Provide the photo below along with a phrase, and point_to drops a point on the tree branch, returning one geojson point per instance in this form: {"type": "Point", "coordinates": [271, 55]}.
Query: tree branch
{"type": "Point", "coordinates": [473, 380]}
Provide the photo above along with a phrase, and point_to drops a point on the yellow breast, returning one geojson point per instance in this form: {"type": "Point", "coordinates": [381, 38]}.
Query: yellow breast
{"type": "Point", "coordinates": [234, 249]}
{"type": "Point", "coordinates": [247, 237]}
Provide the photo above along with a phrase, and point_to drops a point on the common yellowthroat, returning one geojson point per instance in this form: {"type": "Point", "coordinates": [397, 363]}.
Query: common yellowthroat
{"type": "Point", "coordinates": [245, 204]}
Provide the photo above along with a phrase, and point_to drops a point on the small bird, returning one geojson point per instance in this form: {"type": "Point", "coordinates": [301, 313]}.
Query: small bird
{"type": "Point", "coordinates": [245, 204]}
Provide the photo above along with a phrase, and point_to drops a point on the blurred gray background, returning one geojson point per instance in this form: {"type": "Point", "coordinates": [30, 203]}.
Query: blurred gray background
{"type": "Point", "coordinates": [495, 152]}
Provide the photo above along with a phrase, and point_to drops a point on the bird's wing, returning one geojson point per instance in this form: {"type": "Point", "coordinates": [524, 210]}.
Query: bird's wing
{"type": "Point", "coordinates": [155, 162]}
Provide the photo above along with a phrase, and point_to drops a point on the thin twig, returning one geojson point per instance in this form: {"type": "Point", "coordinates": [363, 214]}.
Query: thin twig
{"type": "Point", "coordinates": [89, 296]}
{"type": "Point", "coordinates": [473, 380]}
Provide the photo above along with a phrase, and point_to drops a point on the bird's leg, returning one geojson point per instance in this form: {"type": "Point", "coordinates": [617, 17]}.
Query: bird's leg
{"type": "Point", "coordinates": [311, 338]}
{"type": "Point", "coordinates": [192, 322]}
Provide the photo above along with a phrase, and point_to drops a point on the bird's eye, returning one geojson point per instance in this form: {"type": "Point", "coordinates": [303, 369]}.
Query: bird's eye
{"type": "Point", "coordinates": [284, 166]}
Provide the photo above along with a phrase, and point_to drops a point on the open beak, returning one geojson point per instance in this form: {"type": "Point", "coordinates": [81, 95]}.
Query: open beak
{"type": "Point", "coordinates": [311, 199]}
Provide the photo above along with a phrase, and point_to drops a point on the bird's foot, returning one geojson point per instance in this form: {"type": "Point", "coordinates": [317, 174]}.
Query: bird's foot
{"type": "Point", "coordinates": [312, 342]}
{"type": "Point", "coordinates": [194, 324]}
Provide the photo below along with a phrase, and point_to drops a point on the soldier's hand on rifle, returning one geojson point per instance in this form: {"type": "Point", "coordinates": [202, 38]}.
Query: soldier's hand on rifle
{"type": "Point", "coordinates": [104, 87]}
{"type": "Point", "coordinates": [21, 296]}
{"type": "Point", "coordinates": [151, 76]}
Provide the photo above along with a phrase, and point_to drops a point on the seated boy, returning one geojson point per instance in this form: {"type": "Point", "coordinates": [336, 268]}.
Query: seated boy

____

Work request –
Pick out each line in the material containing "below".

Finished task –
Provide the photo below along with a phrase, and point_to drops a point on the tree branch, returning one geojson point per instance in this form: {"type": "Point", "coordinates": [271, 55]}.
Provide the photo below along with a phrase, and point_to drops a point on the soldier's hand on rifle, returning one geojson point per instance in this form: {"type": "Point", "coordinates": [202, 38]}.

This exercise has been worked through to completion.